DATA PROVIDED:
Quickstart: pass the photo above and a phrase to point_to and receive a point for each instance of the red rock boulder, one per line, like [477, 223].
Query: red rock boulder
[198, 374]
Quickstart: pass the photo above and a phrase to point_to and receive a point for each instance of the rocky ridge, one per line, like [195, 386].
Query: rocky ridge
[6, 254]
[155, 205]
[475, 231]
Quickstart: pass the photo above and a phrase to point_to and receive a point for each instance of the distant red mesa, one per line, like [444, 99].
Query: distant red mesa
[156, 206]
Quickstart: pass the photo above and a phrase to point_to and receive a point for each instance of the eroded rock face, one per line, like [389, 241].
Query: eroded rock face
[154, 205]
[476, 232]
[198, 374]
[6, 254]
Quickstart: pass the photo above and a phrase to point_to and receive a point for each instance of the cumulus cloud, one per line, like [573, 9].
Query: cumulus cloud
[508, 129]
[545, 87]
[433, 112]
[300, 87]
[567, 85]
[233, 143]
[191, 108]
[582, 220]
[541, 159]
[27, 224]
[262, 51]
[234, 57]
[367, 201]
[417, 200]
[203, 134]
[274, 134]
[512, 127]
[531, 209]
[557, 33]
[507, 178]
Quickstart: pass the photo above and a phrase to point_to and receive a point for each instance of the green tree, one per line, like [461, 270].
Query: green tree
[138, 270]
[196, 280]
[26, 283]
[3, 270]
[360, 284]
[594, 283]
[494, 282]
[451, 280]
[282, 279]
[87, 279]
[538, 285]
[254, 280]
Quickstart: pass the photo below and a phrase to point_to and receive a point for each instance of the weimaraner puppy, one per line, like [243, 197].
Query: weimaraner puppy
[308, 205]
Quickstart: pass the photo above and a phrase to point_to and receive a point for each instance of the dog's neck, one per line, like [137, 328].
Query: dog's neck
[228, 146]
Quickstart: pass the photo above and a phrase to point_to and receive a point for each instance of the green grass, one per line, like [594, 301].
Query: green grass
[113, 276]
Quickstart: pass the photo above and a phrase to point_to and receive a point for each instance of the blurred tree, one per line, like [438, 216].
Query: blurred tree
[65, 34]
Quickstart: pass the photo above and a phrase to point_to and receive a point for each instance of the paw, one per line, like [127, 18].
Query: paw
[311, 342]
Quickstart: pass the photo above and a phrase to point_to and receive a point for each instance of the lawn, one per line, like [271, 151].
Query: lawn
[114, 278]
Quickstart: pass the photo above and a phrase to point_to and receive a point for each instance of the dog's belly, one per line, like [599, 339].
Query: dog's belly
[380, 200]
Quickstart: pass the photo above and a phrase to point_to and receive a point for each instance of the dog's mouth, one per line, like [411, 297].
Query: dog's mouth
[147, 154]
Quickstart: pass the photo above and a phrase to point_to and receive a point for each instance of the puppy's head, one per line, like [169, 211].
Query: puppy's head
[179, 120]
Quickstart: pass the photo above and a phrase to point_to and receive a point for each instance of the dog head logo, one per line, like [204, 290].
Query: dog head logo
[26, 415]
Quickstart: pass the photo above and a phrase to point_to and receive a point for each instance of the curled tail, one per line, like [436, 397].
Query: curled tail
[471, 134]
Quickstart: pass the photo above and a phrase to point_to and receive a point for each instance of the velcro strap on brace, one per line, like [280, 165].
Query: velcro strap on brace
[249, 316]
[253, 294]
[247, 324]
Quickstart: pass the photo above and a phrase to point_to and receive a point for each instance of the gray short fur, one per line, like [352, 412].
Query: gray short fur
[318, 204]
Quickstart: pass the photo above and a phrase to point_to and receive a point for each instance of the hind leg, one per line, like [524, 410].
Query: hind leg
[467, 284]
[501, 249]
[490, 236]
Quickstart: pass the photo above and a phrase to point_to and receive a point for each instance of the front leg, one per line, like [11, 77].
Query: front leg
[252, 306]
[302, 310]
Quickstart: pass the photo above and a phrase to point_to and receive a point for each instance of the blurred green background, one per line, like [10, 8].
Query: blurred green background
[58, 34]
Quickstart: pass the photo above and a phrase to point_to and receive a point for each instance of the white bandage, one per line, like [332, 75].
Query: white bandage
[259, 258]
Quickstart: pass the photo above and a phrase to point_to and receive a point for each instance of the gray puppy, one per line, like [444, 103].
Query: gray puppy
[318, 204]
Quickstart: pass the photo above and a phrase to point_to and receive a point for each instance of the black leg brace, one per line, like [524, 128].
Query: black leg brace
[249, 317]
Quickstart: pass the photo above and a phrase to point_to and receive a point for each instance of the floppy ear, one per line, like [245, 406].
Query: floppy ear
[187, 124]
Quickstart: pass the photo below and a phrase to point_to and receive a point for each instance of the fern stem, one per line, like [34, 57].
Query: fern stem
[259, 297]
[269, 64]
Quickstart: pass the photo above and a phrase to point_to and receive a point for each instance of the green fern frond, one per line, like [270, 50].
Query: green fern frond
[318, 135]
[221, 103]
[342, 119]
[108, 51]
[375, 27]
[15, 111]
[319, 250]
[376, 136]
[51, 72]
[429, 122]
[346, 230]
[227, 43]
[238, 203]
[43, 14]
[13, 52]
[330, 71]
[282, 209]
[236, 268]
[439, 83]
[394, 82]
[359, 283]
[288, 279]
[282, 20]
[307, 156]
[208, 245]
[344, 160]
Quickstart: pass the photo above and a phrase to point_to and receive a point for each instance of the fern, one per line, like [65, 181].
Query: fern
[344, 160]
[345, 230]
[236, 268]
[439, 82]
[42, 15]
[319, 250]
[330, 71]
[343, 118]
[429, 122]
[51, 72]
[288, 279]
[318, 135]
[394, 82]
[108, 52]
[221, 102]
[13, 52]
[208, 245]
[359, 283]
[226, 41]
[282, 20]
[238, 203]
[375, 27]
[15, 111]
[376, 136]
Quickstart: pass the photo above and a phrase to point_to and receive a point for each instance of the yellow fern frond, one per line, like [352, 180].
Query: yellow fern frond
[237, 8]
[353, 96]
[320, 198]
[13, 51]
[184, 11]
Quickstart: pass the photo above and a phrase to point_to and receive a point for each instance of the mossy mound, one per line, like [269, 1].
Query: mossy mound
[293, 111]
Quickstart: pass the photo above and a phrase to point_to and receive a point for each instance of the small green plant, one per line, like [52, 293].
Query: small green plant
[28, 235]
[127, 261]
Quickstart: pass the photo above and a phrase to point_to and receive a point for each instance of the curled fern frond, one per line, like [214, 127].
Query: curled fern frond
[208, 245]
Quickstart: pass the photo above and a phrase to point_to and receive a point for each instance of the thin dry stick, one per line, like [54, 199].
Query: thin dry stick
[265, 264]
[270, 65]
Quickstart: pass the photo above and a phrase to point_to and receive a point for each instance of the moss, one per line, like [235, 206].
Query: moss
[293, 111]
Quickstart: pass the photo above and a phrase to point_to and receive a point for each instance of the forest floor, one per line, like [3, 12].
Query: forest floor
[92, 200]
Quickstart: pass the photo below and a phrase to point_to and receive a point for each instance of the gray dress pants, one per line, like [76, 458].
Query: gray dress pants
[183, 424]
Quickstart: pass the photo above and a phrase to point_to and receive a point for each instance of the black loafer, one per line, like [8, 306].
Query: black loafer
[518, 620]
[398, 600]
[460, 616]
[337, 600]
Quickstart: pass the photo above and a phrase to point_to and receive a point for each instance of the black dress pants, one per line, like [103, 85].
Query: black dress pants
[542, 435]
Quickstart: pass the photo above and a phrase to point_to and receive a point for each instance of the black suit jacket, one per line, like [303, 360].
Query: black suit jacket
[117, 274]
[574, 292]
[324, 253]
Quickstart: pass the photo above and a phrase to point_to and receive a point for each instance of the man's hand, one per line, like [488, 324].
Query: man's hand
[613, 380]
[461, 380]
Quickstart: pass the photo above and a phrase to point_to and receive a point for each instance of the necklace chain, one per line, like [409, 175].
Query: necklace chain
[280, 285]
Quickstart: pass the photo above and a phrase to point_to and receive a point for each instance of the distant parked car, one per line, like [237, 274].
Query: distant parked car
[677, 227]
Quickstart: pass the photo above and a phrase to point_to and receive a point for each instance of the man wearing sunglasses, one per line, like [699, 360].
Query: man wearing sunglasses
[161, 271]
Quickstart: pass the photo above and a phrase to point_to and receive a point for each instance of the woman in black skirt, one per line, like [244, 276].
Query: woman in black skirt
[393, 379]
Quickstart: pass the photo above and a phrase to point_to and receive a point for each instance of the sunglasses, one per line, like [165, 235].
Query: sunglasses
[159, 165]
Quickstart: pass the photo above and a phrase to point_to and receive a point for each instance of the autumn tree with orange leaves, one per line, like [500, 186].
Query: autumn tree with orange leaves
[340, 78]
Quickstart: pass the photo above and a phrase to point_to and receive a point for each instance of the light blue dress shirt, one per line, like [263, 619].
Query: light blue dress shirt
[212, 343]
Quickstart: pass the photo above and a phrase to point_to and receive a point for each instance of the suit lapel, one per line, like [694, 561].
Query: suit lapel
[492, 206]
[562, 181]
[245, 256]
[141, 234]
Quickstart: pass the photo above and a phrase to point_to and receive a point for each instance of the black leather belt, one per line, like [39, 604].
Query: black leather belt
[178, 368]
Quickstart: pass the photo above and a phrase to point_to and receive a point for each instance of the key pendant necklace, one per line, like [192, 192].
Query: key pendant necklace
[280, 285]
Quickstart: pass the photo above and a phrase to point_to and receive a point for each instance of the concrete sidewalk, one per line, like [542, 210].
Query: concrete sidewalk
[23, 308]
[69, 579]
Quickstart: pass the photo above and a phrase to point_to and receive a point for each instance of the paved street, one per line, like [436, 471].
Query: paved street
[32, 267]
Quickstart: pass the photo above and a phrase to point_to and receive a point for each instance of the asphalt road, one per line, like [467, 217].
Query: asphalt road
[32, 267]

STATED TASK:
Output only the lines running from the line with "like [694, 561]." through the final line of the data, inclusive.

RESPONSE:
Quickstart: pass the photo above and a phrase to point_to and receive a point for each instance of the suit lapel, one per line, like [694, 561].
Query: suit lapel
[492, 206]
[562, 181]
[245, 256]
[141, 234]
Quickstart: pass the photo above and a phrase to point_to and receive a point for each instance of the black leather belt, one per line, like [39, 604].
Query: black leather belt
[178, 368]
Quickstart: pass the photo above and a phrase to point_to and receive a point for each instance of the key pendant necklace, one per line, like [192, 192].
Query: key pendant necklace
[280, 285]
Quickstart: pass the photo above and a phrase to point_to and receive a point for each instance of the concrete sidewalk, one per line, like [542, 210].
Query: concrete sidewalk
[23, 308]
[69, 579]
Quickstart: pass the photo above and a phrase to point_to and receive a point for each instance of the paved street, one per line, like [436, 471].
Query: paved street
[32, 267]
Quickstart: pass the photo above and a phrase to point_to and receive a point for each instance of the asphalt road, one per line, like [467, 217].
Query: asphalt road
[32, 267]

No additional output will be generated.